§ Text section:
# holy grail SS crank????



## rammalammadingdong (Dec 25, 2007)

I googled and I googled...

looking for something blingy and light to replace the stocker 175mm Truvativ crank on my SS.

nothing is jumping out at me.... so I must be blind.
the home polished new style XTR crank looks decent enough, but before I go out and do that - does anyone have any experience using something really nice out there?










I know that most people will lean toward the cheap and strong, but this SS is a garage queen and quite frankly, I'm fine with that. I have other bikes I use to beat the snot out of that need something indestructible.

thanks for the help

ding.


----------



## ISuckAtRiding (Jul 7, 2006)

Sram XX or Sram X0 with a spiderless ring? The new m985 xtr is nice too.


----------



## TroutBum (Feb 16, 2004)

rammalammadingdong said:


> ... but this SS is a garage queen and quite frankly, I'm fine with that....


Love it.

I also love Middleburns, but I'm not so much in the know when it comes to bling.


----------



## byknuts (Aug 9, 2008)

chromed profiles?
if it's a garage queen, who gives a fig if they're heavy?! 
they have a timeless elegance to their simple "one tube" structure... spiderless ring, no pinchbolts on the crankarms.
if you want bling, gold plate the profiles.

§ Tasks:
1. Can you update the crank thread by giving everything from "Sram XX or Sram" down to "fine with that...." with "Sram" changed to "SRAM"?
2. Which cranks or crank brands are named in the replies to the opening post of the crank thread?
3. How would you sum up the crank thread in two sentences?
The data after this text isn't needed for anything here.

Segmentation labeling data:
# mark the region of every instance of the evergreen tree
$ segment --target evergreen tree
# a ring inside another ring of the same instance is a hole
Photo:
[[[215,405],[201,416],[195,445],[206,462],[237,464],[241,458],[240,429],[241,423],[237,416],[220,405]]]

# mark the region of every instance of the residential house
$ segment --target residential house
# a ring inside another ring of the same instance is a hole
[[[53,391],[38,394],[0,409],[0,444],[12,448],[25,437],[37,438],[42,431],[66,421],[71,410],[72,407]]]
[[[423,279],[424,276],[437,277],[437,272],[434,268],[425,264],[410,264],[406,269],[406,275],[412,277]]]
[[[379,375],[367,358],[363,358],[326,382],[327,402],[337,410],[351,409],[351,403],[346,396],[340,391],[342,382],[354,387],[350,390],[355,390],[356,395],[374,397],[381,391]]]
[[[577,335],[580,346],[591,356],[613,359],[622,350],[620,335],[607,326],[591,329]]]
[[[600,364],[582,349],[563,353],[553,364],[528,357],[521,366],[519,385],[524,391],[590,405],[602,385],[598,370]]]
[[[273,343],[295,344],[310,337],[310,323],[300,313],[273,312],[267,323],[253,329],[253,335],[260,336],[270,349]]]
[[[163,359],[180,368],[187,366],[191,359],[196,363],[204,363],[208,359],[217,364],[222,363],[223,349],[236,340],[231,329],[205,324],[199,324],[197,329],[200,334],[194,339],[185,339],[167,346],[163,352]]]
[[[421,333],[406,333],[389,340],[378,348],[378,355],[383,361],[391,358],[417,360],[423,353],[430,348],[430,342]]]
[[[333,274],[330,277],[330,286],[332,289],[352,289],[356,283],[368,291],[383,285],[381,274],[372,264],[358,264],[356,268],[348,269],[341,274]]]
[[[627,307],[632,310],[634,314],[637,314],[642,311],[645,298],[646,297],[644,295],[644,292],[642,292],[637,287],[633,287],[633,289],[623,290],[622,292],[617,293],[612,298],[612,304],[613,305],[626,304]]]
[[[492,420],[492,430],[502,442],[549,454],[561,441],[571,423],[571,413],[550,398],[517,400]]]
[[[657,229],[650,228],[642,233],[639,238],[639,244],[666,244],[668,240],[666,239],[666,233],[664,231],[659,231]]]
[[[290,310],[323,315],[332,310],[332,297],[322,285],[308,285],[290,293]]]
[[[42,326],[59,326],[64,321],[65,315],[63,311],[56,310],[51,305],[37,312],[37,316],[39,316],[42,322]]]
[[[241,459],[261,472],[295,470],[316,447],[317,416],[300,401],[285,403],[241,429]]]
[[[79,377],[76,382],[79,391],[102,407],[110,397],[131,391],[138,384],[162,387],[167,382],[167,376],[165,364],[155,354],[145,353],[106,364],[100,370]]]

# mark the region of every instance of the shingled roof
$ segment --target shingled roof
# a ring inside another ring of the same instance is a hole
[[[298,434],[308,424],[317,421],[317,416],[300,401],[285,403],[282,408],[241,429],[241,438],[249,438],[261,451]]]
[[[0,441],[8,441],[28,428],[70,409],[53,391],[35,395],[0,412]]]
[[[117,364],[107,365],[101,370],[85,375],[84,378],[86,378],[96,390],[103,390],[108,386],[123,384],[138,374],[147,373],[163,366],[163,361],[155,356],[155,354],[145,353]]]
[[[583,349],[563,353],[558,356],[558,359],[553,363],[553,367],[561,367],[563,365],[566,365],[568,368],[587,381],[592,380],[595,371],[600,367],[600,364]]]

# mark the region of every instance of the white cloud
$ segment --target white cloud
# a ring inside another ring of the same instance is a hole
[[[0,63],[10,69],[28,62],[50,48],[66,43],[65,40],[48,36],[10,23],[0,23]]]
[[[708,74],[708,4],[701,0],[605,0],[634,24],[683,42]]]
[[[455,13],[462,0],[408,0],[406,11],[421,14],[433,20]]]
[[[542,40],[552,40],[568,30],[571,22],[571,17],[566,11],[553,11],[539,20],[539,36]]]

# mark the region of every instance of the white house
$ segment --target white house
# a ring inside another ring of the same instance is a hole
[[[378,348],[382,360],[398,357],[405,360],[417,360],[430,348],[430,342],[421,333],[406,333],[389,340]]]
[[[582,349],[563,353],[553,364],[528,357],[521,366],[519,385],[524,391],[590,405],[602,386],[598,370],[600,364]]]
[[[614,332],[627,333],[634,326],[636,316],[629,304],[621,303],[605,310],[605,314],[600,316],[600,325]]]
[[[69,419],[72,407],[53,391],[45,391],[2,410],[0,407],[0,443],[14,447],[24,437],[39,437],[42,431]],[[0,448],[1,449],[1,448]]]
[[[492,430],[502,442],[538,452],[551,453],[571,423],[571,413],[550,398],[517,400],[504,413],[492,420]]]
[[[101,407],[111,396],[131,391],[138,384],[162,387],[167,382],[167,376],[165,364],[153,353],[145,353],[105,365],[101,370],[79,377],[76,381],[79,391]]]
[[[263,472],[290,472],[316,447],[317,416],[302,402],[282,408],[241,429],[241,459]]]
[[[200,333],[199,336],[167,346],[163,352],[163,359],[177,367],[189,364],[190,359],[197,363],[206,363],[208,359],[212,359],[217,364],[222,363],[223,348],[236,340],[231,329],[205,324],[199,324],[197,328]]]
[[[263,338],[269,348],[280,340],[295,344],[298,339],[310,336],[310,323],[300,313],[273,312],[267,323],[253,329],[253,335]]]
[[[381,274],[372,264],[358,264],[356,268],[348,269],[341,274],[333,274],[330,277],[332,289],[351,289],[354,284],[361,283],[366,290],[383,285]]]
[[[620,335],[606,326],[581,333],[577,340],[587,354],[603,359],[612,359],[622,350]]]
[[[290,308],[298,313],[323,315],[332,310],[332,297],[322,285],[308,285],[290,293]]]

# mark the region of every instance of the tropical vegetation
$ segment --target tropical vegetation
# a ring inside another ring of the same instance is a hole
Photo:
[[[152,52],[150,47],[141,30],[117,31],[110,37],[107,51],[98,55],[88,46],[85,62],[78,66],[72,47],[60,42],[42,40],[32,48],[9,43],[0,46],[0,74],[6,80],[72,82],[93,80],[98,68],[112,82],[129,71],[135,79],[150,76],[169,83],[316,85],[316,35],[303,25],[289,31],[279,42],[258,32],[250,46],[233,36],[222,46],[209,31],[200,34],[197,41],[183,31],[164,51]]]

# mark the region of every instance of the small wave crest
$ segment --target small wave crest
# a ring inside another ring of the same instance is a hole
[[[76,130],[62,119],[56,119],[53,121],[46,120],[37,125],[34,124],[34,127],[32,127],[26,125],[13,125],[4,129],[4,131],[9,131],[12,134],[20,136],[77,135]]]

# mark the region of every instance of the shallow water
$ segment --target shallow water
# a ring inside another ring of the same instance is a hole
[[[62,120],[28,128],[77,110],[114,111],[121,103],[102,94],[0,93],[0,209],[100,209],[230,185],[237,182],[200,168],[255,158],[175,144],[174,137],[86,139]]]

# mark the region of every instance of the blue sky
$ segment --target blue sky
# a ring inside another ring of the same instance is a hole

§ Set of answers:
1.
SRAM XX or SRAM X0 with a spiderless ring? The new m985 xtr is nice too.


----------



## TroutBum (Feb 16, 2004)

rammalammadingdong said:


> ... but this SS is a garage queen and quite frankly, I'm fine with that....

2.
- Sram XX
- Sram X0 (with a spiderless ring)
- The new m985 XTR
- Middleburns
- Profiles (chromed or gold-plated)

3. The original poster wants a blingy, light crank to replace the stock 175mm Truvativ crank on a single-speed that is a garage queen. Replies suggest a Sram XX or X0 with a spiderless ring, the new m985 XTR, Middleburns, and chromed or gold-plated profiles.